Work task — Within the material below, count how many lines contain "outline". Answer with only that number.

Extracted data —
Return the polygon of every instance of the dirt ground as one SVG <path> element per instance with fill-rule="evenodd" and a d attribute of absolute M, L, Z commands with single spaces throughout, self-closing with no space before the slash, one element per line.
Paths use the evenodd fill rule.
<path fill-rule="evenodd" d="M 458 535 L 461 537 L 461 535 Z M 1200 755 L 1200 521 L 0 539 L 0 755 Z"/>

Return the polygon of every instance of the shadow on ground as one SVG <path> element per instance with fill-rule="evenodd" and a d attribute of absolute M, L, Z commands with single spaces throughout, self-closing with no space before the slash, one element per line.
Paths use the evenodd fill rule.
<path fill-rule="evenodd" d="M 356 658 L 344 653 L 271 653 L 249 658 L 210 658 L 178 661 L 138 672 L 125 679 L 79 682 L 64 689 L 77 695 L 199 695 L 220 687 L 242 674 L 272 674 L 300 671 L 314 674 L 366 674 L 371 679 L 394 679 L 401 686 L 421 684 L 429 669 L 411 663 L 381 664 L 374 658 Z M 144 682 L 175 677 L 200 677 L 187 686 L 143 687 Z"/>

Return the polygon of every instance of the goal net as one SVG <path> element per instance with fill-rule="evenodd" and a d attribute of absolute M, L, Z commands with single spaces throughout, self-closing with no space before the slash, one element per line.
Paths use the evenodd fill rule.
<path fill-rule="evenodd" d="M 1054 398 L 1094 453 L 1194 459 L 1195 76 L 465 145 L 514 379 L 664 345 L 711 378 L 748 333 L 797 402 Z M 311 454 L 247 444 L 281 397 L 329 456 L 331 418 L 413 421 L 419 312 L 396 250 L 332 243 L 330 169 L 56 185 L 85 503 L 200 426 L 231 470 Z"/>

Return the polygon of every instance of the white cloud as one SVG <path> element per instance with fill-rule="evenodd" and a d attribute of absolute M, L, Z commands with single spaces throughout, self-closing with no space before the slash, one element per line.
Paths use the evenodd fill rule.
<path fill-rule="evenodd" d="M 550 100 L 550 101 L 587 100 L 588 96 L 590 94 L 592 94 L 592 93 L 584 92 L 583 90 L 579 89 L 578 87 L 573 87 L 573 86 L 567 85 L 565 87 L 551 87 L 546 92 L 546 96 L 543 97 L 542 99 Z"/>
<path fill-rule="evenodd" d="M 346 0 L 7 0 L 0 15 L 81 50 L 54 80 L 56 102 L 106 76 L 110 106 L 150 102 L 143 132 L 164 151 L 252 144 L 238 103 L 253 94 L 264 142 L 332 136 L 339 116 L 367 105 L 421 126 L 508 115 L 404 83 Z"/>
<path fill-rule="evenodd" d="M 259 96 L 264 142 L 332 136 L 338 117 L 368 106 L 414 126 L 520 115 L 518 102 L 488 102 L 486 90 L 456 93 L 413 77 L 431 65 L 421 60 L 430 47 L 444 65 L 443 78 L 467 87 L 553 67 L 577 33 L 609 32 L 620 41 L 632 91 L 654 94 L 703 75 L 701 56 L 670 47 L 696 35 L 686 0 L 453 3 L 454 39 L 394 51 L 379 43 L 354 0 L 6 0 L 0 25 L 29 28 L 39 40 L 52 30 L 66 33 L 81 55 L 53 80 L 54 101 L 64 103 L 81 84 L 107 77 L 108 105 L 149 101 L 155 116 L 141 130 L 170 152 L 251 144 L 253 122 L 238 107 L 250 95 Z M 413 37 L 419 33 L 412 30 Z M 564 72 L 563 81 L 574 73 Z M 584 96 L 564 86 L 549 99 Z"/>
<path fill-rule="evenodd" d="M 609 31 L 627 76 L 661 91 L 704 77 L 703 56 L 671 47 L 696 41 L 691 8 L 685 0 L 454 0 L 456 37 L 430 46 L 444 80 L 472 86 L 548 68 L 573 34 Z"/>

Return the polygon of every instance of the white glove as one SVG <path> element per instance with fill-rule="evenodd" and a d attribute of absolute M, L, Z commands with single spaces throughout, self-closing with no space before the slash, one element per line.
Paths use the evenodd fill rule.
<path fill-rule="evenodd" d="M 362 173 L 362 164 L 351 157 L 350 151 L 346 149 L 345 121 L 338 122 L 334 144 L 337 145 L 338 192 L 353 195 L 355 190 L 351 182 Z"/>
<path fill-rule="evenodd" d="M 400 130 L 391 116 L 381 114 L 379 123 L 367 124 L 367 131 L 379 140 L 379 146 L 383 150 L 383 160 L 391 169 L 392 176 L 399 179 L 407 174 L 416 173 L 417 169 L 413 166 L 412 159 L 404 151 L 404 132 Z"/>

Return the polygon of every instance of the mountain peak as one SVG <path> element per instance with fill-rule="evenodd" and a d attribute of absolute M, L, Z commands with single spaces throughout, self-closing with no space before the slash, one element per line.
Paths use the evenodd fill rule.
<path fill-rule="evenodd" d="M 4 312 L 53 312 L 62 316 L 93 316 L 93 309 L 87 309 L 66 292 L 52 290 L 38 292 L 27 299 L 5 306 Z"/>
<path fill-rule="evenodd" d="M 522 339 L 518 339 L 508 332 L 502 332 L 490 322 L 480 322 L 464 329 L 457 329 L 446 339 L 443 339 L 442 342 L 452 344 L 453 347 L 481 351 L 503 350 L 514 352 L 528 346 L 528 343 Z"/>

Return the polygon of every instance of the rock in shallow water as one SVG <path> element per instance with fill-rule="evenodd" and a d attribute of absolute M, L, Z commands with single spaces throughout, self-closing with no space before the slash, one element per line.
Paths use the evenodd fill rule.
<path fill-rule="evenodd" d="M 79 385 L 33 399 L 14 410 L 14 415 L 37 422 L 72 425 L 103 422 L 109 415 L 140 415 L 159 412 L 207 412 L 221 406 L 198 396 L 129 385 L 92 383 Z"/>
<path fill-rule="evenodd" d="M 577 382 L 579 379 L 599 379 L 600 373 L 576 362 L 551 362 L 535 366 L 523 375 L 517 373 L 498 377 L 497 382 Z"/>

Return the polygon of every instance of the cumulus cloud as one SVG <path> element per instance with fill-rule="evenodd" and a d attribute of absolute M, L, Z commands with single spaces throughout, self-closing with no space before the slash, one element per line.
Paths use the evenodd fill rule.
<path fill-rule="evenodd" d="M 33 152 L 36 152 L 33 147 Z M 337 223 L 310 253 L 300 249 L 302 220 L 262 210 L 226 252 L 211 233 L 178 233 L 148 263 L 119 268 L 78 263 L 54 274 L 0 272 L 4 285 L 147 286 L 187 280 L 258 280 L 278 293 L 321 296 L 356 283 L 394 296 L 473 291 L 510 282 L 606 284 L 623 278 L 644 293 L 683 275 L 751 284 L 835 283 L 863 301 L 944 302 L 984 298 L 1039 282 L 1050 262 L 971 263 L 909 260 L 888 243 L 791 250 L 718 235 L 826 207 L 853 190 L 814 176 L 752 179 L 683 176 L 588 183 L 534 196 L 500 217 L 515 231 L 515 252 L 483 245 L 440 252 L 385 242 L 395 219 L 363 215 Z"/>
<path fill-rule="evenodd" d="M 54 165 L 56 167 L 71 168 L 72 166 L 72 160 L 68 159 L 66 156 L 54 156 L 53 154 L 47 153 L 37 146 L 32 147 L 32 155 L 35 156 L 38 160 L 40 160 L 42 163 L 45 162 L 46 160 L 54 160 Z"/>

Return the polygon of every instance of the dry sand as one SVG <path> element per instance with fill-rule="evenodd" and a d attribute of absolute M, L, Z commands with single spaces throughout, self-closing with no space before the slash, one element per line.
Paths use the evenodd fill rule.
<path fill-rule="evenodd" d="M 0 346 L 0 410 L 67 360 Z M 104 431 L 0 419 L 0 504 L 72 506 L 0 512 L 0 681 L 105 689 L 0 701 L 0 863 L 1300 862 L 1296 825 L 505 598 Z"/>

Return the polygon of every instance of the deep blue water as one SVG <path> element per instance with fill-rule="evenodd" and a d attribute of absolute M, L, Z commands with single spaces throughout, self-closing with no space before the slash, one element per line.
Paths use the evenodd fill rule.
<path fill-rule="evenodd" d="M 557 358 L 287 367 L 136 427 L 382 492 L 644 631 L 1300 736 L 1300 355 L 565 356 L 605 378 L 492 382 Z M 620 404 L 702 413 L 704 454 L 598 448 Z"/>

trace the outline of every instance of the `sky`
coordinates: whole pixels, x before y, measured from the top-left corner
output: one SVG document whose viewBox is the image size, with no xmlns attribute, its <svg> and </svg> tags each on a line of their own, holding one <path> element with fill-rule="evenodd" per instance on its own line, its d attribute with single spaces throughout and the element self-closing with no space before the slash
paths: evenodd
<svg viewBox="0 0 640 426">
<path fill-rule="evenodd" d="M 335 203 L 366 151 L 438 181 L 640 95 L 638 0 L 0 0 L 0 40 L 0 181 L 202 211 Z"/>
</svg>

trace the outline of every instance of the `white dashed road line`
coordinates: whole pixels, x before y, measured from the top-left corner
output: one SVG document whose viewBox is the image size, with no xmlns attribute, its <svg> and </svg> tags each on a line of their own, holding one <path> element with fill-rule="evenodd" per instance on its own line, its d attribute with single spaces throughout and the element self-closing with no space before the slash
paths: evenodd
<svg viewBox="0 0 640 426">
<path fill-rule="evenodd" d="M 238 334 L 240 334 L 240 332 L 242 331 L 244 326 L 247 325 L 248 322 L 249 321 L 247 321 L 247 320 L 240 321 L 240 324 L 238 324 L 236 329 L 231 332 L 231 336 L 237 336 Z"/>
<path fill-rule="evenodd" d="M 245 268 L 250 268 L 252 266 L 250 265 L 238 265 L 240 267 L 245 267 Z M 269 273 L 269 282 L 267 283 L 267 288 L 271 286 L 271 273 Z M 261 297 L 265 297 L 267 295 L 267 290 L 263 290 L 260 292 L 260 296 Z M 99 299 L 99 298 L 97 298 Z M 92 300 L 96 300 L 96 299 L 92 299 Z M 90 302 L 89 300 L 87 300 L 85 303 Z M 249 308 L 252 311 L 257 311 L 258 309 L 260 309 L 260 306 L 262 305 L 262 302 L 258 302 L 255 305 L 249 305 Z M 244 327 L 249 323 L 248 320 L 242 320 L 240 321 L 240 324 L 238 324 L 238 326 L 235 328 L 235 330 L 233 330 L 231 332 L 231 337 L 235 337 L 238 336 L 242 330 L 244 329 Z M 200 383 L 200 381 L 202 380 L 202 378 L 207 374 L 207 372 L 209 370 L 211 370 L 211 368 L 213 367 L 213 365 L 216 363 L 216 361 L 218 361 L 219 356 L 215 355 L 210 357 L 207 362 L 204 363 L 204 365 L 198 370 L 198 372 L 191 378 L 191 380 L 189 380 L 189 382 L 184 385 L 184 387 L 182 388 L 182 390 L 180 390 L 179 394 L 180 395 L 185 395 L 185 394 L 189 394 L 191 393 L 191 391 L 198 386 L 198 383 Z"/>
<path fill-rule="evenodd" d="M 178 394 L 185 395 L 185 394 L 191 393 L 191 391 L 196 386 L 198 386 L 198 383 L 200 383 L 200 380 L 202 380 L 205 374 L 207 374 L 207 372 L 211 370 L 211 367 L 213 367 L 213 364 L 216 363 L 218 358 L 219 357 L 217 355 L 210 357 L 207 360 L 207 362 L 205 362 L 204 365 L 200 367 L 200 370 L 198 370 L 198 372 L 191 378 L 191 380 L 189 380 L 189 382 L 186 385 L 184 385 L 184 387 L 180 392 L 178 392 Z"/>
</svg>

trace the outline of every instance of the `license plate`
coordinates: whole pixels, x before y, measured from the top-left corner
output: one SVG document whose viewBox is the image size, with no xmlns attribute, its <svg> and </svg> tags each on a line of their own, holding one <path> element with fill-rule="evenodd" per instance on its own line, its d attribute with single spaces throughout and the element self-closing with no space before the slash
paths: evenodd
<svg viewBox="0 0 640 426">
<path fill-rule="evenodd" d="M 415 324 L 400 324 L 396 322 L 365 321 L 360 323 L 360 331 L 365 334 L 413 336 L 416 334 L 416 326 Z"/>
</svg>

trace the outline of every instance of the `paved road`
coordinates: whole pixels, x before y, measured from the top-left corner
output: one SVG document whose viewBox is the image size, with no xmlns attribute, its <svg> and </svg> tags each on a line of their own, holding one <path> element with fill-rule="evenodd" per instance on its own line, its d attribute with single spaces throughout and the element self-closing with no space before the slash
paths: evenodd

Response — 4